**Actions to take:**
1 - In the blog post on why its writer takes on uncomfortable topics, what does Brueggemann say the crisis in the U.S. church has almost nothing to do with?
2 - Carry on the blog post on why its writer takes on uncomfortable topics, picking up after its final sentence.

**Selected text:**
▼▼▼
Along the Way @ mlsgregg.com

Gentle Reader,

We live in the age of trolls. The internet allows us to maintain a certain level of detachment, so we go for it. We noisily air our opinions and blast those who dare to disagree. Through the relative anonymity afforded by the keyboard, we say the words that may never actually vibrate in our vocal chords and exit through our lips. We demand, cajole, proclaim the things that we may never actually have the courage to say out loud.

Am I one of those trolls, those vaunted keyboard warriors?

Why do I write about politics? Theology? Mental and physical illness? Why do I write about the things that make you angry? Why do I fail to adopt a soothing, socially-acceptable voice? Why do I persist in making you uncomfortable?

Because I care.

A lot.

I may not cry often, but I am incredibly passionate. I am tenderhearted. If I write about something that makes you squirm, I don’t do so for the sake of making you squirm. I do it because I can’t stand what’s passing for Christian teaching and living throughout our country. Of course that’s generalized. Of course there are people who are doing their absolute best to love God and others. Still, the overall trends toward prioritizing temporal power over Gospel preaching and fluffy, gunky, crap “doctrine” over thoughtful doctrine and study…ugh! Blergh! Argh!

Cue Darth Vader:

For real. Sometimes I want to tear my hair out.

Sharon Hodde Miller says it best:

The pressure to be nice competes with the calling to be prophetic. … For every article about making money with your blog, or having a better marriage, we need leaders who are leveraging their authority with their particular audience to call people to rugged faithfulness. We need teachers who are targeting the idols of people-pleasing and politics and worldly success, and helping us to be the actual people of God. And we need pastors engaged in the kind of spiritual formation that resists cultural influence, and prepares believers for loving self-sacrifice.

Last year Brueggemann summarized our prophetic failing this way: “I believe the crisis in the U.S. church has almost nothing to do with being liberal or conservative; it has everything to do with giving up on the faith and discipline of our Christian baptism and settling for a common, generic, U.S. identity that is part patriotism, part consumerism, part violence, and part affluence” (A Way Other Than Our Own, p. 3).
▲▲▲
**Collected data:**
▼▼▼
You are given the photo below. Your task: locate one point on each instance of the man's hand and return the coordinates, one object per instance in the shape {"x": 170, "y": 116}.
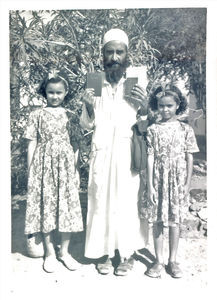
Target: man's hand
{"x": 138, "y": 96}
{"x": 88, "y": 96}
{"x": 152, "y": 195}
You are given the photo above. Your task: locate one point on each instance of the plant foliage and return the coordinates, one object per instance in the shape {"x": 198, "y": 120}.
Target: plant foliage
{"x": 171, "y": 42}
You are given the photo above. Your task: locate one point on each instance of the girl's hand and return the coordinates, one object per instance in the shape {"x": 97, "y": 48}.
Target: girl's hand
{"x": 138, "y": 96}
{"x": 88, "y": 96}
{"x": 186, "y": 190}
{"x": 152, "y": 195}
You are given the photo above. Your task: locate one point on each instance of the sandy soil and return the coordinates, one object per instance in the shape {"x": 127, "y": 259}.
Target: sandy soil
{"x": 30, "y": 281}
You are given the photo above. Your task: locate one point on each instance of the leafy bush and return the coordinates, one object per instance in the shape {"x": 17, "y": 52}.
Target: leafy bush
{"x": 171, "y": 44}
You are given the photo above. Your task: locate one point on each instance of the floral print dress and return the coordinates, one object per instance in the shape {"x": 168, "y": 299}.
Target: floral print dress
{"x": 53, "y": 182}
{"x": 168, "y": 142}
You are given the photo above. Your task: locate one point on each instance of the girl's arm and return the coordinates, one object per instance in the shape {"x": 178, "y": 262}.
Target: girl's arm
{"x": 151, "y": 190}
{"x": 189, "y": 158}
{"x": 31, "y": 149}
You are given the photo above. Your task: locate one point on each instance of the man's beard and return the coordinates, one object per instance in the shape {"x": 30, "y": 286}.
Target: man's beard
{"x": 114, "y": 75}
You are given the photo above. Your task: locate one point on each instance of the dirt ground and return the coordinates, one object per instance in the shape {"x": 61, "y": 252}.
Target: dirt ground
{"x": 28, "y": 280}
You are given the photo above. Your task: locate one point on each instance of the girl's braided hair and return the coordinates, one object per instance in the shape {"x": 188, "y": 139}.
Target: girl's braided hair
{"x": 168, "y": 90}
{"x": 53, "y": 77}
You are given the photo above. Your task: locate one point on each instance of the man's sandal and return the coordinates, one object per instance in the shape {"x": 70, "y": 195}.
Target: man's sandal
{"x": 174, "y": 270}
{"x": 50, "y": 264}
{"x": 124, "y": 267}
{"x": 156, "y": 270}
{"x": 105, "y": 268}
{"x": 69, "y": 262}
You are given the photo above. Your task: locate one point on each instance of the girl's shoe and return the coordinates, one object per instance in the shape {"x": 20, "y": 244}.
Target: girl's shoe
{"x": 34, "y": 245}
{"x": 174, "y": 270}
{"x": 50, "y": 264}
{"x": 69, "y": 262}
{"x": 105, "y": 268}
{"x": 124, "y": 267}
{"x": 156, "y": 270}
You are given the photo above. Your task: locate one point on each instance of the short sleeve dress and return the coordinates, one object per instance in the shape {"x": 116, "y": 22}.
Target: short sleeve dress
{"x": 53, "y": 182}
{"x": 168, "y": 142}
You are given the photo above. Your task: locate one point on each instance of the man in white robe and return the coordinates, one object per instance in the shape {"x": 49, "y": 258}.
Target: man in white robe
{"x": 112, "y": 218}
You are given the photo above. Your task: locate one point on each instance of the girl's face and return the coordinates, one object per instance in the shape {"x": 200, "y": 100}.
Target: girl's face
{"x": 55, "y": 93}
{"x": 167, "y": 107}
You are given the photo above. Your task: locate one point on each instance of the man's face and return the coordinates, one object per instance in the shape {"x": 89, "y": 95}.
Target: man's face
{"x": 115, "y": 54}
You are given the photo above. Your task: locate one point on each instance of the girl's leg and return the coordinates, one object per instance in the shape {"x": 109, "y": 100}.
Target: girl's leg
{"x": 50, "y": 263}
{"x": 65, "y": 240}
{"x": 156, "y": 269}
{"x": 158, "y": 242}
{"x": 49, "y": 248}
{"x": 173, "y": 268}
{"x": 174, "y": 232}
{"x": 64, "y": 255}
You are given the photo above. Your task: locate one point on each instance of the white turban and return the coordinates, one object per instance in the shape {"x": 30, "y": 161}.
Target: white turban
{"x": 115, "y": 35}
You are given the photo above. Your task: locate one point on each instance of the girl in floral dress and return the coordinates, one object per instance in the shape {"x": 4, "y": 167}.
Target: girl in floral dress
{"x": 170, "y": 144}
{"x": 53, "y": 182}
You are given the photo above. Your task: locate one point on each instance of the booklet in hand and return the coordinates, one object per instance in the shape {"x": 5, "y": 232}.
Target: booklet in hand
{"x": 129, "y": 84}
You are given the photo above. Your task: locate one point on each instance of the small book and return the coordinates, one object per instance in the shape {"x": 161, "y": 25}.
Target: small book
{"x": 129, "y": 84}
{"x": 94, "y": 81}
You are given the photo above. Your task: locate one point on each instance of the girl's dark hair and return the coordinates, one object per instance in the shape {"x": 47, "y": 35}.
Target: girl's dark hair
{"x": 52, "y": 79}
{"x": 168, "y": 90}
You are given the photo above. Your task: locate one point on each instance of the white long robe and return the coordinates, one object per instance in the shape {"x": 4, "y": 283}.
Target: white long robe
{"x": 112, "y": 218}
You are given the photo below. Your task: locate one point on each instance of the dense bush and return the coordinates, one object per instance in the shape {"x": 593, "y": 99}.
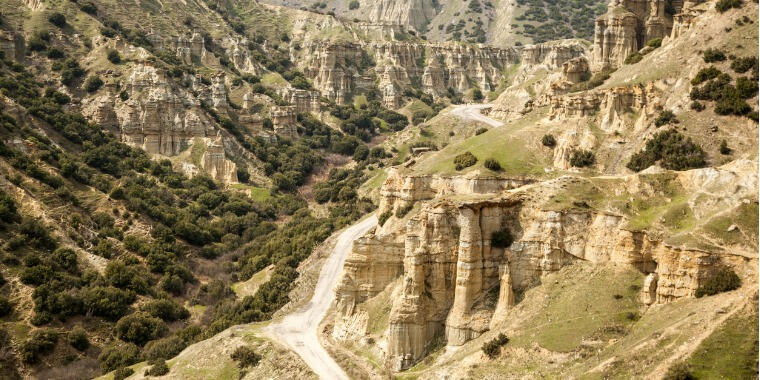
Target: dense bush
{"x": 114, "y": 57}
{"x": 139, "y": 328}
{"x": 492, "y": 164}
{"x": 382, "y": 218}
{"x": 123, "y": 373}
{"x": 5, "y": 307}
{"x": 401, "y": 211}
{"x": 492, "y": 348}
{"x": 744, "y": 64}
{"x": 40, "y": 342}
{"x": 548, "y": 141}
{"x": 57, "y": 19}
{"x": 723, "y": 280}
{"x": 77, "y": 338}
{"x": 117, "y": 356}
{"x": 93, "y": 83}
{"x": 166, "y": 309}
{"x": 502, "y": 238}
{"x": 158, "y": 369}
{"x": 245, "y": 357}
{"x": 672, "y": 150}
{"x": 582, "y": 158}
{"x": 705, "y": 74}
{"x": 665, "y": 117}
{"x": 464, "y": 160}
{"x": 724, "y": 5}
{"x": 713, "y": 55}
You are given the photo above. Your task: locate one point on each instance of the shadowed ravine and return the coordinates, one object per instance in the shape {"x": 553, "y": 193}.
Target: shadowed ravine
{"x": 298, "y": 330}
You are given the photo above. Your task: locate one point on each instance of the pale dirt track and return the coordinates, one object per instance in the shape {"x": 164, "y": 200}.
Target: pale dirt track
{"x": 472, "y": 112}
{"x": 298, "y": 330}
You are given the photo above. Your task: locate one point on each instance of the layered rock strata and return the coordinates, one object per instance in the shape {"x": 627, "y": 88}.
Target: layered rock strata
{"x": 626, "y": 27}
{"x": 457, "y": 282}
{"x": 338, "y": 69}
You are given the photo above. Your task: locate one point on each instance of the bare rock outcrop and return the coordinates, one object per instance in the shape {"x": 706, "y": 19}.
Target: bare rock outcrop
{"x": 340, "y": 70}
{"x": 626, "y": 27}
{"x": 457, "y": 281}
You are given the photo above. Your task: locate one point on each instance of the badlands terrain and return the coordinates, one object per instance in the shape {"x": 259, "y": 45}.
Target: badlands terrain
{"x": 378, "y": 189}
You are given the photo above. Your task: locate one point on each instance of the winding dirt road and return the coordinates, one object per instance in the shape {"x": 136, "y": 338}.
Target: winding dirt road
{"x": 298, "y": 330}
{"x": 472, "y": 112}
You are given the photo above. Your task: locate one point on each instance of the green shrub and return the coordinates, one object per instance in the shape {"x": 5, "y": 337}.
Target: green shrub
{"x": 672, "y": 149}
{"x": 724, "y": 5}
{"x": 123, "y": 373}
{"x": 502, "y": 238}
{"x": 114, "y": 56}
{"x": 77, "y": 338}
{"x": 117, "y": 356}
{"x": 158, "y": 369}
{"x": 548, "y": 141}
{"x": 492, "y": 348}
{"x": 723, "y": 280}
{"x": 697, "y": 106}
{"x": 403, "y": 210}
{"x": 464, "y": 160}
{"x": 88, "y": 8}
{"x": 166, "y": 309}
{"x": 139, "y": 328}
{"x": 383, "y": 218}
{"x": 57, "y": 19}
{"x": 678, "y": 371}
{"x": 724, "y": 149}
{"x": 93, "y": 83}
{"x": 665, "y": 117}
{"x": 713, "y": 55}
{"x": 55, "y": 53}
{"x": 41, "y": 341}
{"x": 705, "y": 74}
{"x": 492, "y": 164}
{"x": 582, "y": 158}
{"x": 635, "y": 57}
{"x": 744, "y": 64}
{"x": 5, "y": 307}
{"x": 245, "y": 357}
{"x": 655, "y": 43}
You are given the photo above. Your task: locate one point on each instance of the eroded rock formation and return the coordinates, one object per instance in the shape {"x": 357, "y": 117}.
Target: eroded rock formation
{"x": 341, "y": 70}
{"x": 626, "y": 27}
{"x": 456, "y": 282}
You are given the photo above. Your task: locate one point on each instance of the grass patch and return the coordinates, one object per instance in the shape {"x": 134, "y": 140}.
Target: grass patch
{"x": 730, "y": 352}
▲▲▲
**Results in order:**
1 - Being liberal or conservative.

2 -
…we are witnessing the fruit of inadequate spiritual formation. When our spiritual formation winks at, or embraces, cultural idols, we will produce individuals who are totally unable to resist the culture. That is why we are in dire need of prophetic leaders with the courage and clarity to name our adulterous loves. It’s hard work, and humble work (since ranting should not be confused with prophetic teaching), but we need it now as much as ever.

No, I’m not saying I’m a prophet (and neither is Miller). “Prophetic” here is used in a way that points to challenging the status quo because it needs to be challenged. It’s John the Baptist in his camel-hair dress shouting, “Repent!” in the wilderness. It’s Jesus quietly telling the woman at the well that He is indeed Messiah. It’s Ananias taking his life in his hands and approaching Paul, who’s just been knocked off his donkey and struck blind. It’s thousands of men and women around the world today who dare to praise God in cultures that would see them dead for it.

I love you, dear reader. I do. Again, perhaps not in a way that you would quickly recognize. If we were to meet, I probably wouldn’t give you a big hug. I might ask you some random, weird question about your favorite historical era because I’m awkward like that. But I want so much, so desperately much, for you to know Jesus. I want you to really follow Him, even if it costs you something – and it will. I want you to embrace the cost, knowing that this life is but a breath and far greater things are up ahead.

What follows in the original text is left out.